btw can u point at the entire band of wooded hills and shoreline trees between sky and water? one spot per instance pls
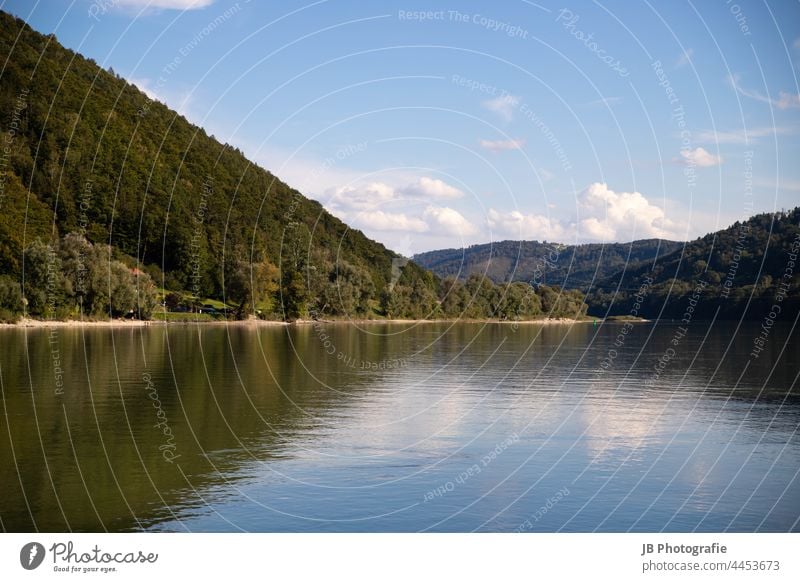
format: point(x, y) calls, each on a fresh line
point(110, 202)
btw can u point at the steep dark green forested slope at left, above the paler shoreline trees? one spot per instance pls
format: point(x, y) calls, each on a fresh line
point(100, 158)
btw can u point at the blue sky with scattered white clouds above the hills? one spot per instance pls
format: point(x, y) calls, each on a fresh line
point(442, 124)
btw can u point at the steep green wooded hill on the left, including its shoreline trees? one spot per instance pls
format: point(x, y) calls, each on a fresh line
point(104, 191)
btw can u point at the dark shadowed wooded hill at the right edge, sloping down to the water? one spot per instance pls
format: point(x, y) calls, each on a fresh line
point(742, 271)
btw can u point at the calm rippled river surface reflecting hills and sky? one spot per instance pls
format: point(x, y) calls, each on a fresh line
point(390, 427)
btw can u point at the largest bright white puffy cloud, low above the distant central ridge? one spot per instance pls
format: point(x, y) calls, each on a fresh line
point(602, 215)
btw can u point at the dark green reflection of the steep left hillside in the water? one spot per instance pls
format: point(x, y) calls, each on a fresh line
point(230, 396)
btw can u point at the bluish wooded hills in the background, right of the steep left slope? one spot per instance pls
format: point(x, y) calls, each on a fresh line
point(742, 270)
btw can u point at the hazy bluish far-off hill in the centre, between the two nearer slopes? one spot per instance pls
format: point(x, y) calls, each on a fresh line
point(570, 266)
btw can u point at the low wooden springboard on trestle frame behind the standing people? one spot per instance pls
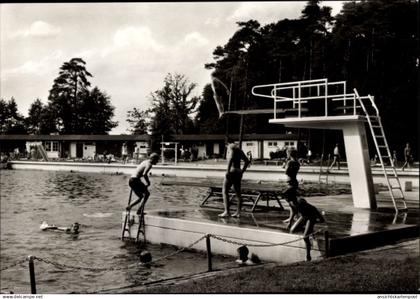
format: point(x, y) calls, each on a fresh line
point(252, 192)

################

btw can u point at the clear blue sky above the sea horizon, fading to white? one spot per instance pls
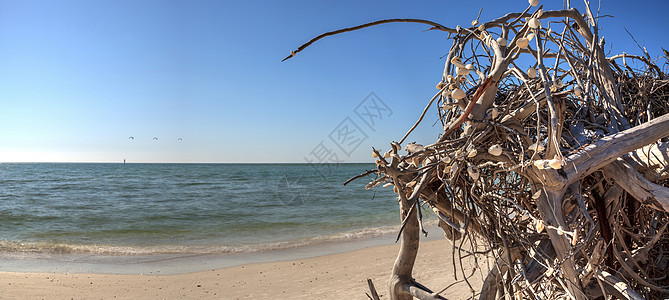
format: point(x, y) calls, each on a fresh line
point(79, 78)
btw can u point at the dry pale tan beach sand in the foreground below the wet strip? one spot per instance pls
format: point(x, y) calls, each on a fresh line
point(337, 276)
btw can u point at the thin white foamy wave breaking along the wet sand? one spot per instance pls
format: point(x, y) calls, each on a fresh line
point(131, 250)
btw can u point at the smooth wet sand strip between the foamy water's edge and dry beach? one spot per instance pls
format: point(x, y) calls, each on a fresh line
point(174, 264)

################

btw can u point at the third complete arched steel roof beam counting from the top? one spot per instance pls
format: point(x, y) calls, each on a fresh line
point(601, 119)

################

### Your instructions
Scan the records for lines that hold "above", and reproduce each one you find.

### Answer
btw can u point at the steep dark green forested slope at left, above the paler shoreline trees? one spot per instance pls
btw can u point at the blue sky with scattered white clouds above the hills? one spot per instance pls
btw can u point at the largest bright white puffy cloud, low above the distant central ridge? one spot per instance pls
btw can u point at the clear blue sky above the sea horizon, fading to white? one spot per instance pls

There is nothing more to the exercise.